Data records

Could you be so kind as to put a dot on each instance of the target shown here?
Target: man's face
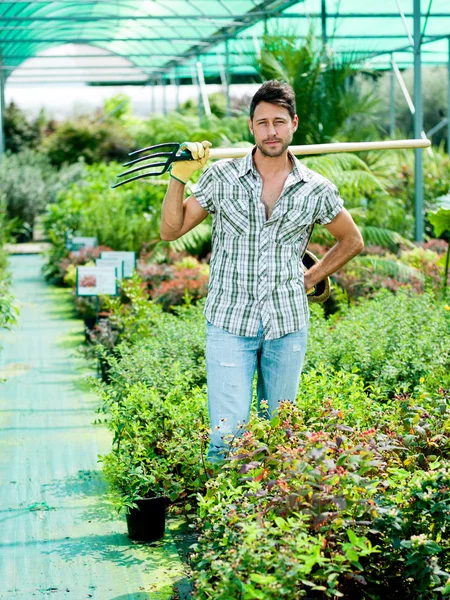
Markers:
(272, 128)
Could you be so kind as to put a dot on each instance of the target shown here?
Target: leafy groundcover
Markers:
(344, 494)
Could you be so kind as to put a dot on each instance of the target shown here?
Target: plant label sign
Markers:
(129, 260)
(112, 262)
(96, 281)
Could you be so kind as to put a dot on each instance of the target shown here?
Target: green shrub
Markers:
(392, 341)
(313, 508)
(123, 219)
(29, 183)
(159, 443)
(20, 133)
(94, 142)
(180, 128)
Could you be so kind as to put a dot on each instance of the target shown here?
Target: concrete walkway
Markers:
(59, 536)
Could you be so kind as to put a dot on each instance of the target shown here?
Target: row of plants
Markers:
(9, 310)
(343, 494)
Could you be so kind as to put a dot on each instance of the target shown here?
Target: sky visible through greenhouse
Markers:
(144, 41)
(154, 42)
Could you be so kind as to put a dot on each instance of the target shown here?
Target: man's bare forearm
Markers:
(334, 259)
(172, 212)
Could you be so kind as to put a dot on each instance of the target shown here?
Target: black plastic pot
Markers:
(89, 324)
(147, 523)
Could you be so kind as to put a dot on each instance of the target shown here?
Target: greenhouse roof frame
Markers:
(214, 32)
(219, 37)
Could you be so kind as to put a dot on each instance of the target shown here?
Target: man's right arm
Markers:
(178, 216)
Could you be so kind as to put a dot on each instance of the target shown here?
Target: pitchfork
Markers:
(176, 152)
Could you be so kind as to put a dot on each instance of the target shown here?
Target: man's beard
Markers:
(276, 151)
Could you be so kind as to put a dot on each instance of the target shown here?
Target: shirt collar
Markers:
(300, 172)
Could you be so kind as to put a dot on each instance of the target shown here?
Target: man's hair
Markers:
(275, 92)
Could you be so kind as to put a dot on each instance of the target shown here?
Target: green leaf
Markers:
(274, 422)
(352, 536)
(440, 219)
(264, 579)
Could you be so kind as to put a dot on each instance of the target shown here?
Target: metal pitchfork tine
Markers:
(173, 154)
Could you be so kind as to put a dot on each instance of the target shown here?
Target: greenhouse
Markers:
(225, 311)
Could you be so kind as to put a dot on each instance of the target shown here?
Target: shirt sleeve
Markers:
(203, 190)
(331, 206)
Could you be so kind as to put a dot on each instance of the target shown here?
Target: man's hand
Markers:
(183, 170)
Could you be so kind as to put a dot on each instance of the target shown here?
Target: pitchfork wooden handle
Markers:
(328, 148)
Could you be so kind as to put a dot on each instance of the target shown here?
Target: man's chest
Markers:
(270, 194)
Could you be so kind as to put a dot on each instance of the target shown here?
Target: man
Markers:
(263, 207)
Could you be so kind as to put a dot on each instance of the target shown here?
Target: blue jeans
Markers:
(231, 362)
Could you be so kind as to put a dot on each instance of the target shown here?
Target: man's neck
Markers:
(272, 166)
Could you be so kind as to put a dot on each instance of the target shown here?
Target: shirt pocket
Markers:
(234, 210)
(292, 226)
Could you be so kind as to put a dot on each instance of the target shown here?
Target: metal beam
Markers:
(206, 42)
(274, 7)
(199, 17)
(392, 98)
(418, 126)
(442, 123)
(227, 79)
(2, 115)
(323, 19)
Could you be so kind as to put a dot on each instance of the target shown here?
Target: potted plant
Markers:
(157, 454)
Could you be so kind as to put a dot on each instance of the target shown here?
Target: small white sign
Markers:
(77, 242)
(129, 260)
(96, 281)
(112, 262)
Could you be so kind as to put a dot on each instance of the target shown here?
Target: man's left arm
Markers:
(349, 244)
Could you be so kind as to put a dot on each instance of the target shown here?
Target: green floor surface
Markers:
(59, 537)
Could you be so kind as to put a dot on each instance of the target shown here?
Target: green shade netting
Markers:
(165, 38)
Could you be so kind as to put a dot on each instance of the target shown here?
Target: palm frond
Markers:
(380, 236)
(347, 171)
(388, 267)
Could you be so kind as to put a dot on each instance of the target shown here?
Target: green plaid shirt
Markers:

Written request → Restate every record exactly, please; do not copy the pictures.

The answer →
Could you be so kind as to put a dot on each instance of the target shown here?
Target: man's face
Markers:
(272, 128)
Could you be so kind as to put a dot on each instance of the target shown here?
Target: leafy groundcover
Markers:
(344, 494)
Could you be so kind as to put a dot on each instance of the target shown here?
Target: plant label sign
Markers:
(129, 260)
(112, 262)
(96, 281)
Could you be so kind as to put a dot on each instance of the target shown here?
Target: green shrub
Markers:
(392, 341)
(313, 508)
(123, 219)
(29, 183)
(159, 443)
(20, 133)
(94, 142)
(180, 128)
Could you be so kind as to put a dot on each instance of the target shown here?
Target: concrete walkway
Markers:
(59, 536)
Could you be so kind as to put a dot on each instance of the target shown here?
Target: row of plants
Markers:
(9, 310)
(343, 494)
Could you be so kind as to put a dot on each instance of the target shown here?
Target: sky visible through greenhouse
Markers:
(144, 41)
(154, 42)
Could you be so kind as to put a dot on each instance of the target shown here?
Target: man's bare forearm
Markers:
(334, 259)
(172, 212)
Could you be so kind as to put a dot on each instance of the target shown here?
Target: black plastic pot
Markers:
(89, 324)
(147, 523)
Could you be so kind as to put a dot on each instance of the target shown here?
Target: greenhouse roof frame
Markers:
(214, 32)
(219, 37)
Could you be so kind as to put a dot on each instance of the target shown here?
Target: man's right arm
Markers:
(178, 216)
Could you be so kind as to put a dot on each instance of the target shown here?
Target: pitchfork
Markers:
(176, 152)
Could you be so kind as to put a dot on each instance of the target shown here?
Target: man's beard
Markers:
(276, 151)
Could you be so kind as to put a dot on each instance of the target shown here?
Target: shirt collar
Markers:
(300, 172)
Could you be so kind as to put a dot on each instance of the target shown here?
Target: man's hair
Markers:
(275, 92)
Could you be so kind as to put a dot on each instance of the target shown here?
Target: green leaf
Markers:
(274, 422)
(352, 536)
(440, 219)
(264, 579)
Could you be so kind as to put a dot on each instance of the target shown here?
Target: metal pitchfork tine
Markers:
(173, 154)
Could you be so kind as to put a dot on each instance of the target shown here?
Target: greenhouse
Markers:
(225, 311)
Could you be so kind as to put a dot on each instance of the target shown here?
Target: shirt sleeve
Markers:
(203, 190)
(331, 206)
Could you be so kind as to put a dot on each instance of the target shown here?
Target: man's hand
Markers:
(183, 170)
Could you be so kind as to put a dot on each instance of the target shown here?
Target: pitchfork wooden handle
Markers:
(328, 148)
Could you be so kind as to put a dot on each instance of the target shown here?
Target: man's chest
Markers:
(270, 194)
Could you be so kind as to put a dot on each instance of the target shown here?
Target: man
Markers:
(263, 207)
Could you be so kind as to put a dot on each instance of the target shown here?
Target: blue jeans
Markers:
(231, 362)
Could you be so kind as to put a dot on each instance of the target shown here?
Target: man's neck
Markers:
(272, 166)
Could you be so kind as to put a dot on each instance of the target shown here?
Target: shirt pocket
Markers:
(234, 210)
(292, 226)
Could you be so kind as to put a dot on each instance of the target shown here?
Target: metal beam
Markers:
(206, 42)
(274, 7)
(199, 17)
(392, 98)
(418, 126)
(442, 123)
(227, 79)
(2, 115)
(323, 19)
Could you be so kind as to put a dot on each instance of the target shown here?
Target: potted plant
Markers:
(157, 454)
Could you be so kind as to put a dot on each instance of the target shown here?
Target: small white sign
Markers:
(77, 242)
(129, 260)
(96, 281)
(112, 262)
Could you be so kind as to put a dot on each instance of the target shown here?
Target: man's left arm
Markers:
(349, 244)
Could you be so kind as to put a dot on each instance of the target shown here?
Target: green floor surface
Markers:
(59, 537)
Could you be so kind as to put a dot on each instance of the target shown here?
Target: green shade netting
Markers:
(165, 38)
Could you be so kind as to put a dot on each instance of the target shown here?
Target: palm frond
Markers:
(380, 236)
(347, 171)
(388, 267)
Could you be so kind as to put a dot on each instance of the target shown here?
Target: green plaid shirt
Markers:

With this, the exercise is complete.